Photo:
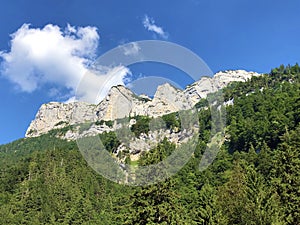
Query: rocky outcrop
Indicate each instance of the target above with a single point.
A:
(55, 115)
(207, 85)
(122, 102)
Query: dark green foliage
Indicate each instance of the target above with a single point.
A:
(141, 125)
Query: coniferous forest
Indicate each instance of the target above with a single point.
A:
(255, 179)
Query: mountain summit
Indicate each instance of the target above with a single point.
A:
(122, 102)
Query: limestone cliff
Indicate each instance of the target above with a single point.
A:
(122, 102)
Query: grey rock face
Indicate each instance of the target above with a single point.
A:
(121, 102)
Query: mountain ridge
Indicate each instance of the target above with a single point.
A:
(122, 102)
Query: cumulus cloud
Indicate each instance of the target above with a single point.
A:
(132, 49)
(51, 55)
(150, 25)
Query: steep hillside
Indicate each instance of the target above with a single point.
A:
(253, 180)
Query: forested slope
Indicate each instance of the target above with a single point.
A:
(255, 178)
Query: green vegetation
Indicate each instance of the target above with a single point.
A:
(255, 178)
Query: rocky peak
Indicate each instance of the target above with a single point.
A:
(122, 102)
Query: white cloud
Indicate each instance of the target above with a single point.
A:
(150, 25)
(96, 84)
(53, 56)
(132, 49)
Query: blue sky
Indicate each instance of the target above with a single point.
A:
(254, 35)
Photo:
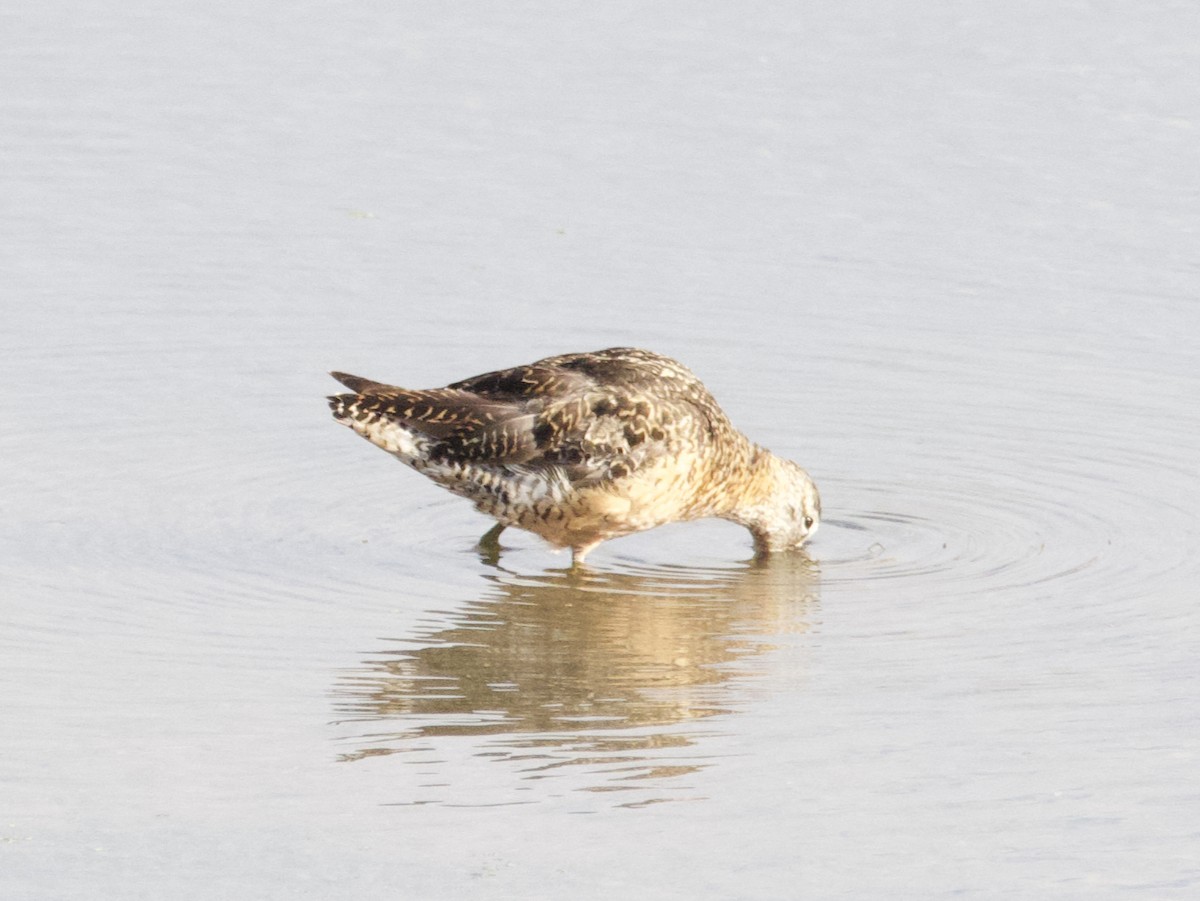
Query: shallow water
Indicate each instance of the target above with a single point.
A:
(946, 259)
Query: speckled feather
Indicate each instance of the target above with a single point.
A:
(582, 448)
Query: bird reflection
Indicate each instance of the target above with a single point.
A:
(607, 670)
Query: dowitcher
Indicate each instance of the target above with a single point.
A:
(583, 448)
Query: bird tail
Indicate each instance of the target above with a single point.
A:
(370, 413)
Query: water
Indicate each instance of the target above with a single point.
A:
(945, 258)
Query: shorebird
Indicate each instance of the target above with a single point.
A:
(585, 448)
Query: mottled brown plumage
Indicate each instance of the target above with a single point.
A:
(583, 448)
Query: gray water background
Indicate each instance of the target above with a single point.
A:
(943, 254)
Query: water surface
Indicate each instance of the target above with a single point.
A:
(943, 258)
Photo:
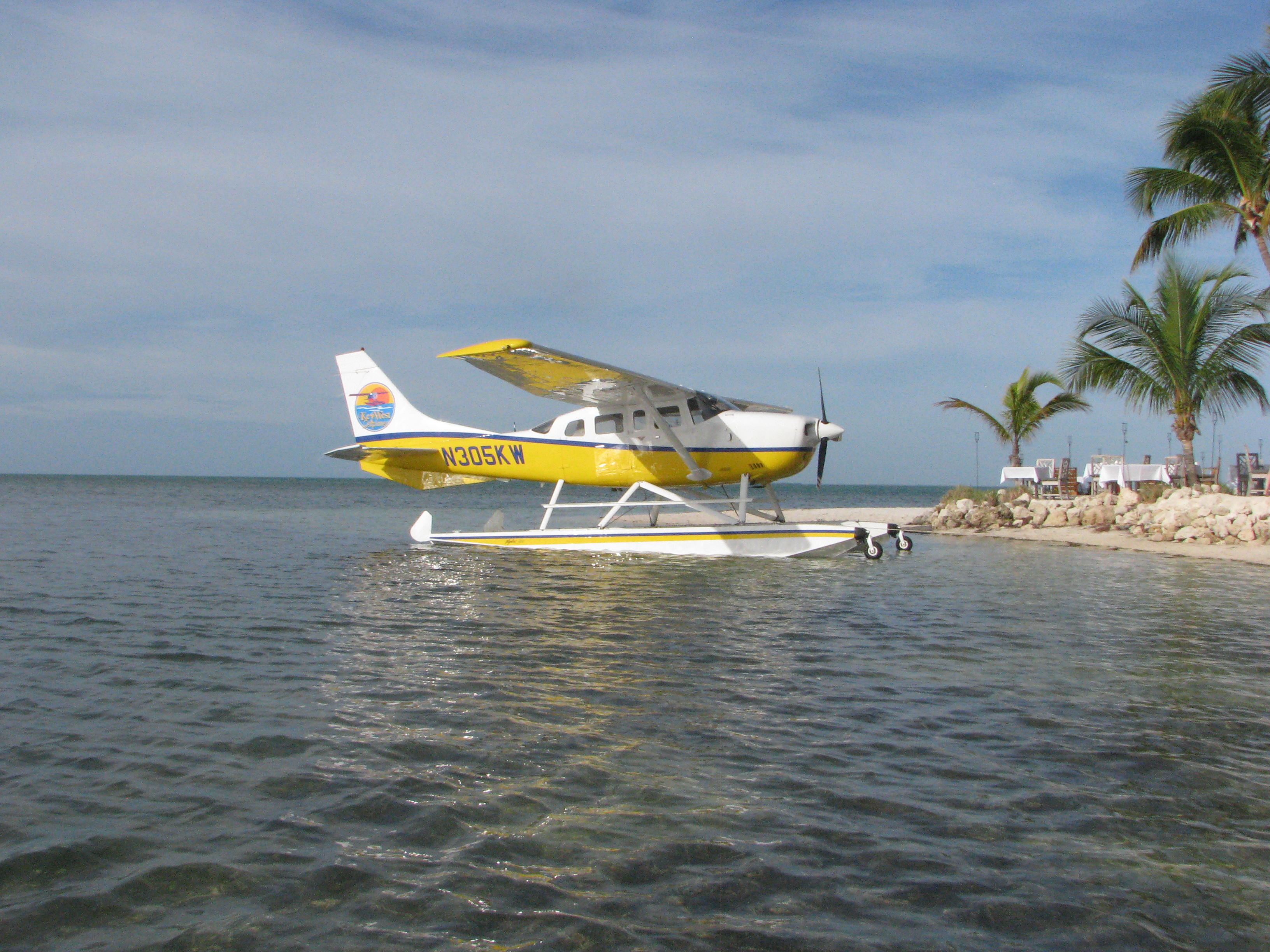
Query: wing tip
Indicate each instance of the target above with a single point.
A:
(489, 347)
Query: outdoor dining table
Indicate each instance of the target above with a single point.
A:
(1124, 474)
(1033, 474)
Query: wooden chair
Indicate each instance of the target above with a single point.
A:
(1249, 475)
(1174, 466)
(1068, 480)
(1047, 485)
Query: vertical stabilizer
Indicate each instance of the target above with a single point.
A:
(376, 408)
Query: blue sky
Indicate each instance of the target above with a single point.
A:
(206, 201)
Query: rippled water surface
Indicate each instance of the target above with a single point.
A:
(248, 715)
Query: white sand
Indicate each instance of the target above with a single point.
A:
(1070, 536)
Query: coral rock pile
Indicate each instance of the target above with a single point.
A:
(1202, 516)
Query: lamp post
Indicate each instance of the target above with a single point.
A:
(1215, 443)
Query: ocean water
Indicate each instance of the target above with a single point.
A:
(248, 715)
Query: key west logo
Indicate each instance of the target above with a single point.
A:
(374, 408)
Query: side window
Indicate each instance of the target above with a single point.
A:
(609, 423)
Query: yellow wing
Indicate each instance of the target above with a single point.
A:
(576, 380)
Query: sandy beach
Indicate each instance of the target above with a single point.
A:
(1067, 536)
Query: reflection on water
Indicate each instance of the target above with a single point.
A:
(284, 728)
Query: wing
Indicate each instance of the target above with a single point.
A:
(573, 380)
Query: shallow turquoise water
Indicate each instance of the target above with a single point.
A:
(248, 715)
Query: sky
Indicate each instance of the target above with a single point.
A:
(203, 202)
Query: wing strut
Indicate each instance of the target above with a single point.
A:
(695, 472)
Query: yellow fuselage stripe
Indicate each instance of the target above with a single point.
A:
(510, 458)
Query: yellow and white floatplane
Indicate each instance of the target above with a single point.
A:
(662, 445)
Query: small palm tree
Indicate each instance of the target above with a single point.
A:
(1218, 146)
(1024, 412)
(1187, 351)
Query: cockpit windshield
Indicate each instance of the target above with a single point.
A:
(703, 407)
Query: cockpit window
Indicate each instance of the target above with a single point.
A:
(703, 407)
(609, 423)
(671, 414)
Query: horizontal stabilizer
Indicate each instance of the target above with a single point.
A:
(357, 452)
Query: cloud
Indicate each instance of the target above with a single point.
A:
(207, 201)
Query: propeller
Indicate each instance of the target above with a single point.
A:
(827, 431)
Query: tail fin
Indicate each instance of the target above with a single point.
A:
(375, 405)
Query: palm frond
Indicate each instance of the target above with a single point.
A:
(1183, 225)
(1247, 78)
(1146, 187)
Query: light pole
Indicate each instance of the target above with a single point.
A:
(977, 458)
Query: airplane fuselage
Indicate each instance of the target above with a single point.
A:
(609, 447)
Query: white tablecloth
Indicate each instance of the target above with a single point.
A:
(1034, 474)
(1126, 472)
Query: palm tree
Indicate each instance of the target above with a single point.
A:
(1247, 77)
(1187, 351)
(1218, 146)
(1024, 412)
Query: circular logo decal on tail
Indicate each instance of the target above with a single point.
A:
(374, 408)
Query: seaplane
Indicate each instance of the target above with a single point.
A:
(660, 445)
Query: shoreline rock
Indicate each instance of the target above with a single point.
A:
(1185, 517)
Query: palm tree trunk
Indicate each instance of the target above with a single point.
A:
(1261, 247)
(1192, 474)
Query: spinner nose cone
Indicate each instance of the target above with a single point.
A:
(828, 431)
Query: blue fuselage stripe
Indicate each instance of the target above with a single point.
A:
(379, 437)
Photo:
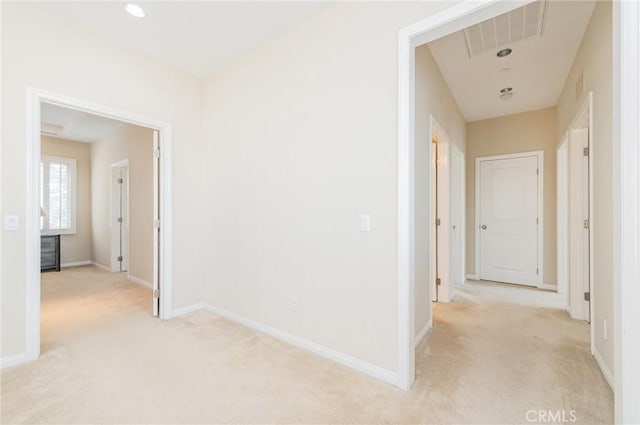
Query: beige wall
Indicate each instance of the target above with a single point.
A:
(76, 247)
(595, 60)
(301, 138)
(527, 131)
(432, 98)
(135, 144)
(42, 52)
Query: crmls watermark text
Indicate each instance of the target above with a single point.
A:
(554, 416)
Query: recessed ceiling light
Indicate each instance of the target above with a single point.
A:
(506, 96)
(134, 10)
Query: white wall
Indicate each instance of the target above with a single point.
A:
(135, 144)
(42, 52)
(301, 138)
(594, 59)
(432, 98)
(76, 247)
(523, 132)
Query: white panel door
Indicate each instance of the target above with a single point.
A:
(579, 224)
(457, 215)
(509, 220)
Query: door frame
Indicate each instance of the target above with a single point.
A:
(626, 186)
(439, 265)
(34, 98)
(626, 209)
(455, 151)
(113, 263)
(540, 251)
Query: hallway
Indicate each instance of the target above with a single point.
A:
(106, 360)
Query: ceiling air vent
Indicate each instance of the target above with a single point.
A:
(50, 129)
(524, 22)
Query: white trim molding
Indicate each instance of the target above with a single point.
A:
(188, 309)
(423, 332)
(139, 281)
(76, 264)
(626, 209)
(34, 98)
(606, 372)
(101, 266)
(321, 350)
(13, 360)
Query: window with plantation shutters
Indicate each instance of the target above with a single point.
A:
(57, 195)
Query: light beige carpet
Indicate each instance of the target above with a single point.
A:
(105, 360)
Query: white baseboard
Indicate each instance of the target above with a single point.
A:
(76, 264)
(188, 309)
(13, 360)
(322, 351)
(100, 266)
(139, 281)
(423, 332)
(604, 368)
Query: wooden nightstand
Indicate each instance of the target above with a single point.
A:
(50, 253)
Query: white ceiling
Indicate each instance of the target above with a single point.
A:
(197, 37)
(76, 125)
(539, 65)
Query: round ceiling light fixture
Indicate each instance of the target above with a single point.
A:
(506, 96)
(135, 10)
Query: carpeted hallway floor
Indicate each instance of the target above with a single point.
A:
(106, 360)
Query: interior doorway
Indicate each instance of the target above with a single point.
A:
(509, 215)
(162, 201)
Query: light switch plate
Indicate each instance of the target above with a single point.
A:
(365, 223)
(11, 223)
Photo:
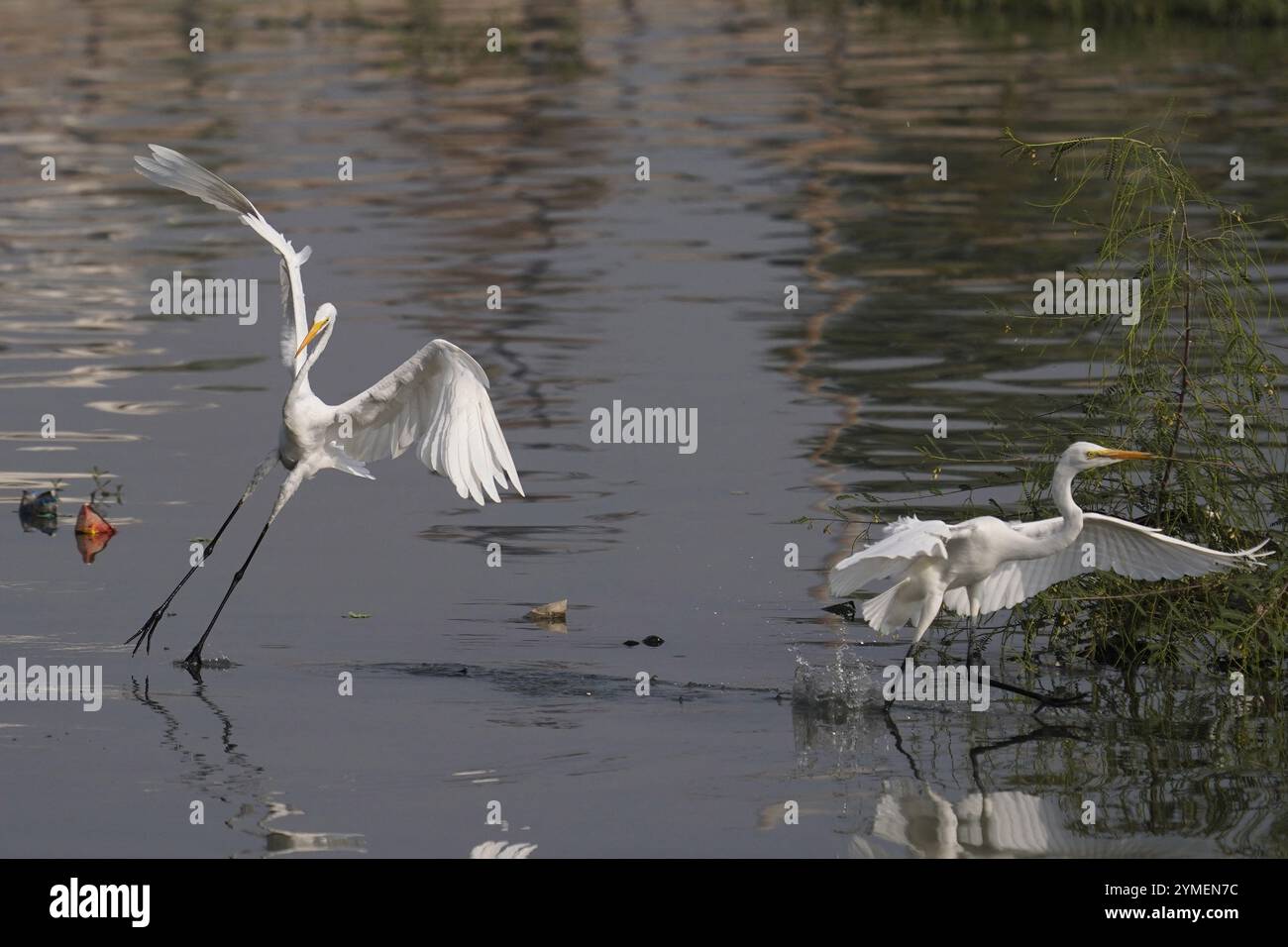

• • • •

What is expected: Repeat all of the entries above word for word, leaving the pictures out.

Correct output:
Photo:
Query: rocky outcrop
Indicate each instance of the target above with a single point.
A:
(55, 115)
(207, 85)
(122, 102)
Query: dark green foliage
Indicate each instance of the target above with a single point.
A:
(141, 125)
Query: coniferous forest
Indicate each instance of the target above with a single point.
A:
(255, 179)
Query: mountain summit
Indicate each instance of the target above with a single point.
A:
(122, 102)
Query: limestone cliff
Indicate each instance of the target above with a single point.
A:
(122, 102)
Query: grey rock face
Indicate each instance of the target above with a single point.
A:
(121, 102)
Query: mountain ridge
Indicate each instance of the target above with a single point.
A:
(122, 102)
Query: cumulus cloud
Indicate each instance of the target above with a single point.
A:
(132, 49)
(51, 55)
(150, 25)
Query: steep hillside
Indicate each instance of the target above with a single point.
A:
(253, 180)
Query: forested slope
Indicate each instance of the target above with a single point.
A:
(255, 178)
Query: green vegetation
Indicate each instance of the target above with a single point.
A:
(255, 178)
Query: rocky peak
Indicate each instance of the target above with a single point.
A:
(122, 102)
Query: white cloud
Indicate each instance of the target above with a single point.
A:
(150, 25)
(96, 84)
(53, 56)
(132, 49)
Query: blue sky
Indicate each instance of the target above with a single point.
A:
(254, 35)
Photo:
Query: shallow water
Indicate each instance of the target above with a single point.
A:
(946, 259)
Query: speckled feather
Indicate each instance of the target above with a single point.
A:
(582, 448)
Query: bird reflection
Indicate each instance of the target above with a single point.
A:
(607, 670)
Query: dowitcher
Indicate each instance of the target above with a single point.
A:
(583, 448)
Query: bird tail
Indicate each instance of the target above with a single point.
A:
(370, 413)
Query: water
Indicate each instance of the target above with a single point.
A:
(945, 258)
Query: shorebird
Indicate each instance of the target above with a single point.
A:
(585, 448)
Query: mottled brown plumage
Indicate each instance of the target above with a single point.
A:
(583, 448)
Query: gray water background
Indicate each instance of the target above with a single point.
A:
(943, 254)
Query: water surface
Indicate each instance of the target above with a single point.
A:
(943, 258)
Photo:
Query: wing tip
Indicate each instance of the target above with a single point.
A:
(489, 347)
Query: outdoor dining table
Indicate each instance of the target above with a single point.
A:
(1124, 474)
(1033, 474)
Query: wooden chair
Indicate each instance of the target above with a single point.
A:
(1249, 475)
(1174, 466)
(1068, 480)
(1047, 485)
Query: vertical stabilizer
Indicate each instance of the target above with a single point.
A:
(376, 408)
Query: blue sky
Indicate each instance of the target above with a single point.
A:
(206, 201)
Query: rippled water surface
Indicate each instance of the target above with a single point.
A:
(248, 715)
Query: white sand
Indicate each instance of the target above with a single point.
A:
(1070, 536)
Query: coral rock pile
Indicate each instance of the target above with a single point.
A:
(1202, 516)
Query: lamp post
Indicate each instance of the target above with a single point.
A:
(1215, 443)
Query: ocean water
Indicate each instance of the target above with a single point.
A:
(248, 715)
Query: key west logo
Indicate each instance of the target above with a single point.
A:
(374, 408)
Query: side window
Indicate each instance of the target above with a single point.
A:
(609, 423)
Query: yellow wing
Indicate each instance of the target above with a single point.
A:
(576, 380)
Query: sandy beach
Indicate each instance of the target above with a single point.
A:
(1067, 536)
Query: reflection on water
Indicate each instance of the target above with a single point.
A:
(284, 728)
Query: wing
Indicate each instance of the target above with a single point.
A:
(573, 380)
Query: shallow turquoise water
Indicate each instance of the target above with a single point.
A:
(248, 715)
Query: sky
Indicate each instance of the target above with a single point.
A:
(203, 202)
Query: wing strut
Indicate each instance of the target above with a single point.
A:
(695, 472)
Query: yellow fuselage stripe
Indicate each instance of the target above with a single point.
A:
(510, 458)
Query: yellow and white floatplane
Indicate each instance of the target above with a single point.
A:
(662, 445)
Query: small palm tree
Indicate each instance of the target above with a single point.
A:
(1218, 146)
(1024, 412)
(1187, 351)
Query: cockpit windshield
Indicate each instance of the target above with a single point.
A:
(703, 407)
Query: cockpit window
Indicate each instance of the target above with a single point.
A:
(703, 407)
(609, 423)
(671, 414)
Query: horizontal stabilizer
Indicate each instance of the target above with a single point.
A:
(357, 452)
Query: cloud
Indicate each instance of the target above with a single point.
A:
(207, 201)
Query: propeller
Indicate each instance of the target above with a single point.
A:
(827, 431)
Query: tail fin
Indicate each instance of the target above with a single point.
A:
(375, 405)
Query: palm frond
Indicate each instance of the target above with a single point.
A:
(1183, 225)
(1247, 78)
(1146, 187)
Query: light pole
Indicate each instance of the target above with a single point.
A:
(977, 458)
Query: airplane fuselage
Indicate each instance of the target above with a single point.
A:
(609, 447)
Query: white tablecloth
Indicate each instance of the target above with a single point.
A:
(1034, 474)
(1126, 472)
Query: palm tree
Indicate each instance of the target above with a single point.
A:
(1247, 77)
(1187, 351)
(1218, 146)
(1024, 412)
Query: circular logo decal on tail
Indicate each instance of the target above with a single point.
A:
(374, 408)
Query: seaplane
Indicate each instance of the target above with a single point.
A:
(660, 445)
Query: shoreline rock
Indicate each instance of the target above with a single point.
A:
(1185, 517)
Query: palm tree trunk
Indicate each instance of the target above with a single point.
A:
(1261, 247)
(1192, 474)
Query: spinner nose cone
Indicate each instance of the target above with a single point.
A:
(828, 431)
Query: blue fuselage stripe
Indicate each instance of the target above with a single point.
A:
(379, 437)
Photo:
Query: beige wall
Indicate each instance of the target above with a single point.
A:
(76, 247)
(595, 60)
(301, 138)
(527, 131)
(432, 98)
(135, 144)
(42, 52)
Query: crmls watermark text
Indicate each instance of the target above with a single point.
A:
(554, 416)
Query: recessed ceiling light
Indicate each instance of the target above with a single point.
A:
(506, 96)
(134, 10)
Query: white wall
Indicate each instance of the target above with a single point.
A:
(135, 144)
(42, 52)
(301, 138)
(594, 59)
(432, 98)
(76, 247)
(523, 132)
Query: white panel door
Indicate each instance of the target above with a single point.
A:
(579, 224)
(457, 215)
(509, 220)
Query: door frame
Indicate each instance of the target above with a single point.
A:
(626, 186)
(439, 265)
(34, 98)
(626, 209)
(455, 151)
(113, 263)
(540, 251)
Query: hallway
Indicate each instance of the target above with a single point.
A:
(106, 360)
Query: ceiling air vent
Indicate each instance of the target above with a single point.
A:
(50, 129)
(524, 22)
Query: white trim molding
Indicate each instance of the target above with a single point.
A:
(188, 309)
(423, 332)
(139, 281)
(76, 264)
(626, 209)
(34, 98)
(606, 372)
(101, 266)
(321, 350)
(13, 360)
Query: window with plantation shutters
Indicate each instance of the target above with a single point.
A:
(57, 195)
Query: light beige carpet
Indicate each instance of the target above with a single point.
A:
(105, 360)
Query: white baseboard
Indicate each instance of the target above with a single point.
A:
(76, 264)
(188, 309)
(13, 360)
(322, 351)
(100, 266)
(139, 281)
(423, 332)
(604, 368)
Query: wooden nightstand
Indicate each instance of the target above with a single point.
A:
(50, 253)
Query: white ceiling
Indicate each instance of the target above with a single point.
A:
(197, 37)
(76, 125)
(539, 65)
Query: round ceiling light fixture
Indicate each instance of the target above with a single point.
A:
(506, 96)
(135, 10)
Query: carpeted hallway floor
Indicate each instance of the target above with a single point.
A:
(106, 360)
Query: interior doorway
Indicate each instance of the target above with a single point.
A:
(509, 215)
(162, 201)
Query: light switch plate
Indicate each instance of the target above with a single point.
A:
(365, 223)
(11, 223)
Photo:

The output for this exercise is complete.